══ THE INPUT ══
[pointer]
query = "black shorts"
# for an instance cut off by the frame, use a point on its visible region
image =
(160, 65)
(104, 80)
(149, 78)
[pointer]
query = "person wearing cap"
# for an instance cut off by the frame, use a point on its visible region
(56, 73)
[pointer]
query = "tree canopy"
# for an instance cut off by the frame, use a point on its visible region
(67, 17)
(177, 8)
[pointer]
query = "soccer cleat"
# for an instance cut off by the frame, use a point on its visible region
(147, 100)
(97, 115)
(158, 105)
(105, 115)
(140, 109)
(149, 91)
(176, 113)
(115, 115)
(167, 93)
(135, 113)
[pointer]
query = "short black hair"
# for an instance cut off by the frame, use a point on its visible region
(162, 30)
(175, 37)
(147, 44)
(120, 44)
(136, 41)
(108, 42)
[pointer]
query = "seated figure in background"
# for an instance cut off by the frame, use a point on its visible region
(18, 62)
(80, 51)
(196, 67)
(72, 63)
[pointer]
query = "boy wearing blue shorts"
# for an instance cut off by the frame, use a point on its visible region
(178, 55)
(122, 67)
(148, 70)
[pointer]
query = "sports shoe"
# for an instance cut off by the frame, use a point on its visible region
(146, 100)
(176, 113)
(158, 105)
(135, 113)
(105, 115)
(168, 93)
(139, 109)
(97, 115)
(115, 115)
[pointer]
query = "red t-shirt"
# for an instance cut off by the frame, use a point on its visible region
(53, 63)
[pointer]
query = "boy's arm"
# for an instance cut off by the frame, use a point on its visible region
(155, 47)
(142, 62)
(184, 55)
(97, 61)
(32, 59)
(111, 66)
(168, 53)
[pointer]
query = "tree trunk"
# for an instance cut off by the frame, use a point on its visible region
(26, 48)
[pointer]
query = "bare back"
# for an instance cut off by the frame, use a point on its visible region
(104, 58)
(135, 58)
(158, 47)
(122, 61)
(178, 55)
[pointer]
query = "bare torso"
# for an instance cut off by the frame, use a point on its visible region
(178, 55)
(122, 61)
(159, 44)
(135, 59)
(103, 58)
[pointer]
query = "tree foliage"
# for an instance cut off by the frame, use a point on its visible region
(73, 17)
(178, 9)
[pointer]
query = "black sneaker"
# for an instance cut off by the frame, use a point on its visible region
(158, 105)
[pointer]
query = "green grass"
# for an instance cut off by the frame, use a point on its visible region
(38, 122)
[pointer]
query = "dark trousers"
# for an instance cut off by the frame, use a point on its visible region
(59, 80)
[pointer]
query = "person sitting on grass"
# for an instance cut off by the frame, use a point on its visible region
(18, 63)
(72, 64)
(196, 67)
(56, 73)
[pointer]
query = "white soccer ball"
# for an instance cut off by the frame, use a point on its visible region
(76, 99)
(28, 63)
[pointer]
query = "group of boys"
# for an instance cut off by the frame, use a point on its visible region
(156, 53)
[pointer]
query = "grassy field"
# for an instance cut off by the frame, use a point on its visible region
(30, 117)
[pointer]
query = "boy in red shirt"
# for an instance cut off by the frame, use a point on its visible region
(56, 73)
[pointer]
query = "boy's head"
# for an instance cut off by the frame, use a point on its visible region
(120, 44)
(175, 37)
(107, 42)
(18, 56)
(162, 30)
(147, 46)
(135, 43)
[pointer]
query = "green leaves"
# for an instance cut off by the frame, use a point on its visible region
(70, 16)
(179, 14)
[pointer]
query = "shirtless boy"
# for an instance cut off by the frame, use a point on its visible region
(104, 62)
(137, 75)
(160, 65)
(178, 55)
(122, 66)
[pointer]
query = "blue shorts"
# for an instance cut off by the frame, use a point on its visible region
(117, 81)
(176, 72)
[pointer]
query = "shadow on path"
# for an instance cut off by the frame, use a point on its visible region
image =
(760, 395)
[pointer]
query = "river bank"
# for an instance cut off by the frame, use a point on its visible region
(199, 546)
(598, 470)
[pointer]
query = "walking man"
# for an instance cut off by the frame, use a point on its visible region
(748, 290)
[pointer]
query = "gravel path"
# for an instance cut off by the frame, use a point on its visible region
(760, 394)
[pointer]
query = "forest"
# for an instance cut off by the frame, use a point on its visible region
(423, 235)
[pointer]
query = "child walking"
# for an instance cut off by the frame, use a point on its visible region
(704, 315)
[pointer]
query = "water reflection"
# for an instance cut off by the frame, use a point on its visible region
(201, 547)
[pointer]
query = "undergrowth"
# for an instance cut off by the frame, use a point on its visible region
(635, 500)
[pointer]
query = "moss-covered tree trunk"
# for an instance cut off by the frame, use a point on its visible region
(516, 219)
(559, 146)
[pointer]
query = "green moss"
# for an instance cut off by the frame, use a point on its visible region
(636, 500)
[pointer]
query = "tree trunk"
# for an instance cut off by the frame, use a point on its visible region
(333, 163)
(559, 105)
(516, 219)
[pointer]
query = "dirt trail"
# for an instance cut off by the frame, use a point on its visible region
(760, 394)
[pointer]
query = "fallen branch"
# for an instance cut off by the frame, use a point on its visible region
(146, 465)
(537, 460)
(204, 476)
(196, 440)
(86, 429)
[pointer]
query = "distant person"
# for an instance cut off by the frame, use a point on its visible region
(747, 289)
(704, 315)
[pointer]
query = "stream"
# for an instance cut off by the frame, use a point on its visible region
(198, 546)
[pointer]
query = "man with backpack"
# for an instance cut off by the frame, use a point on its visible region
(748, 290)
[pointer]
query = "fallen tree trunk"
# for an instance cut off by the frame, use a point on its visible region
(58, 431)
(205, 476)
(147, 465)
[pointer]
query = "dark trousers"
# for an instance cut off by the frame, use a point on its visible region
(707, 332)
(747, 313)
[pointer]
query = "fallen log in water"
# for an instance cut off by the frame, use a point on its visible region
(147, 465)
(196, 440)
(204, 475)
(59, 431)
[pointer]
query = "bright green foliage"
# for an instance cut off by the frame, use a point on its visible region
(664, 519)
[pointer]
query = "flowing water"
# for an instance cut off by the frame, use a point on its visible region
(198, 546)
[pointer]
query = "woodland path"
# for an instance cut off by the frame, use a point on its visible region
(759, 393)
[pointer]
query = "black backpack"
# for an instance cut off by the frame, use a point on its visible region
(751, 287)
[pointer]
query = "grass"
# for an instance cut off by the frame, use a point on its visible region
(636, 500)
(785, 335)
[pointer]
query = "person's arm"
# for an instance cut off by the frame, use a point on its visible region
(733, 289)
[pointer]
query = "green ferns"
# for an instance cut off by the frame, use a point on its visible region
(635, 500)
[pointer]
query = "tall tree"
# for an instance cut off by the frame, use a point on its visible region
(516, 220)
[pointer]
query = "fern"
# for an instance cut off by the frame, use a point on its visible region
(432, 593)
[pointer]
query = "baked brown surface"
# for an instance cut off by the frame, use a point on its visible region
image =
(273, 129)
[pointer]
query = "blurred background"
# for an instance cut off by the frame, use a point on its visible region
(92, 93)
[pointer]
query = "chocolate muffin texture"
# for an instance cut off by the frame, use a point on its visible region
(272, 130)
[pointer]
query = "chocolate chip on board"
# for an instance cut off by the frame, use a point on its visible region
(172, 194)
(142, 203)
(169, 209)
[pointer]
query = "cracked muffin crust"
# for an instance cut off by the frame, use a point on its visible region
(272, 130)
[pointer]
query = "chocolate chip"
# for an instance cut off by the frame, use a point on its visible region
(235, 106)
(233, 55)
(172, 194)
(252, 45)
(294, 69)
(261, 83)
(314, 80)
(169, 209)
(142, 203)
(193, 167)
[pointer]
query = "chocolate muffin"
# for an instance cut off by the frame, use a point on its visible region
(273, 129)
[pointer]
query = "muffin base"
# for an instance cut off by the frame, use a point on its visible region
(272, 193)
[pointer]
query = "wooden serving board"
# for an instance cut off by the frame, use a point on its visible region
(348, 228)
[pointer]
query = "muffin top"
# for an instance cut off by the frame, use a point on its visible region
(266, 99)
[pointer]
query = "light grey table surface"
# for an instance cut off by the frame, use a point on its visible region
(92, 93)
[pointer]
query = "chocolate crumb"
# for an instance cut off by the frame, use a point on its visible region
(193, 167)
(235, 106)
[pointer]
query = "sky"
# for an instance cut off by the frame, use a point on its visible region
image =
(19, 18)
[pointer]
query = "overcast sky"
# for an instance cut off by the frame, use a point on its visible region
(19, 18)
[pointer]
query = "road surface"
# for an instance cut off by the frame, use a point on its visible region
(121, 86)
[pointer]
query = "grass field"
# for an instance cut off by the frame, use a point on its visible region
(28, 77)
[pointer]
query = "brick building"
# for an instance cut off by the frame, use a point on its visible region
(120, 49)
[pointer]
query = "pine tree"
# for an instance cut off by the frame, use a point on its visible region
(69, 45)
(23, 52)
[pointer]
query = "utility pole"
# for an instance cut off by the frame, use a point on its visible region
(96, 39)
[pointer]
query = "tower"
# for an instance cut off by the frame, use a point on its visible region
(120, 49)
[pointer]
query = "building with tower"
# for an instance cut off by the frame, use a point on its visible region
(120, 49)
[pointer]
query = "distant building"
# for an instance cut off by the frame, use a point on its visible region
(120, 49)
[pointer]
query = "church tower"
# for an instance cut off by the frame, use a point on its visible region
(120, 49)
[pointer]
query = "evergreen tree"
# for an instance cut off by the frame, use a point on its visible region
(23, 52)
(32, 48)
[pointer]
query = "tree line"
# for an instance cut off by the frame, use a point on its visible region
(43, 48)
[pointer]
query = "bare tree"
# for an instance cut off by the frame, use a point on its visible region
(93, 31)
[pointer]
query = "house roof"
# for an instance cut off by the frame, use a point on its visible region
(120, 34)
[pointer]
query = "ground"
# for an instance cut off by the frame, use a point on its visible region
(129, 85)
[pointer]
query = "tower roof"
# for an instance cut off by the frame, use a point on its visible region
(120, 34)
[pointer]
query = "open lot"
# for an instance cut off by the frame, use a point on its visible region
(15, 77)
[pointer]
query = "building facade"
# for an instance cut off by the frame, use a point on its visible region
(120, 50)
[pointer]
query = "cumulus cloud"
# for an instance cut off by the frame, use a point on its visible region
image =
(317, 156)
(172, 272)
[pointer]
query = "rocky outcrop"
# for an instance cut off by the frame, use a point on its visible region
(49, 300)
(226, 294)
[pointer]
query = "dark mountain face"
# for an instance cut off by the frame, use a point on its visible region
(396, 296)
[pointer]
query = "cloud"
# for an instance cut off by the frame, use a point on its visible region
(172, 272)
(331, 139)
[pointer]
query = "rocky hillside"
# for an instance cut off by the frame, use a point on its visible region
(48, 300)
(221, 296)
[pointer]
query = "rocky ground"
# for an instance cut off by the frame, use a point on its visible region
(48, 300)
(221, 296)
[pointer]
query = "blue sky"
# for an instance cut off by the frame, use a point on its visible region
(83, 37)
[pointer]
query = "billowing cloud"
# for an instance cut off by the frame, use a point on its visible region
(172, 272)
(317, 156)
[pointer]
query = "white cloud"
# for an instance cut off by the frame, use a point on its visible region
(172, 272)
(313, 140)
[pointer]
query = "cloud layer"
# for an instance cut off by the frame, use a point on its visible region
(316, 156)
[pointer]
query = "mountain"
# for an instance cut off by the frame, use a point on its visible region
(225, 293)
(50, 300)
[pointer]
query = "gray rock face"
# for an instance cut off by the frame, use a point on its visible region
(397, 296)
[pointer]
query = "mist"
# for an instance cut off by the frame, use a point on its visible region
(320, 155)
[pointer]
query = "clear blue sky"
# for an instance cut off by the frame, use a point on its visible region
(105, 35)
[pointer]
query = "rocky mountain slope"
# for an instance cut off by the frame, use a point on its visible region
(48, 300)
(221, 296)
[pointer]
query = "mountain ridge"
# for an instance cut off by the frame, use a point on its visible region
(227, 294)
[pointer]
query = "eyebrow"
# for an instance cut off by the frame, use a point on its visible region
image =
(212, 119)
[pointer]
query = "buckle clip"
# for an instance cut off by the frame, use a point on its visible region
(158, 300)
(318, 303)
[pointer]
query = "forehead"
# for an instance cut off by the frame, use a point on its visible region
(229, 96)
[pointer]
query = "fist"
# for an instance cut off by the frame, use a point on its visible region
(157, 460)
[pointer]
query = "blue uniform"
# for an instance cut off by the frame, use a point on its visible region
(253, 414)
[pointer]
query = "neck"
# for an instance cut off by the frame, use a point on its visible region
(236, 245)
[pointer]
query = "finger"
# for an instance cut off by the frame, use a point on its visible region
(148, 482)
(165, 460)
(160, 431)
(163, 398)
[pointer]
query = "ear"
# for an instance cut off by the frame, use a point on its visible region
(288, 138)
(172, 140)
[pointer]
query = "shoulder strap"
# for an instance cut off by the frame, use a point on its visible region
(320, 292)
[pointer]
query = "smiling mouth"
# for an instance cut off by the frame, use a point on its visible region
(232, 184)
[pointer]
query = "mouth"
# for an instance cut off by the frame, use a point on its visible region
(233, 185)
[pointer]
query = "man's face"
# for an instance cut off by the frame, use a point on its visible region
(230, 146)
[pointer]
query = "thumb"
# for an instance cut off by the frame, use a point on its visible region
═══
**TASK BRIEF:**
Search the data for "field". Copy each line that has it.

**EXERCISE RESULT:**
query = "grassy field"
query = "grass field"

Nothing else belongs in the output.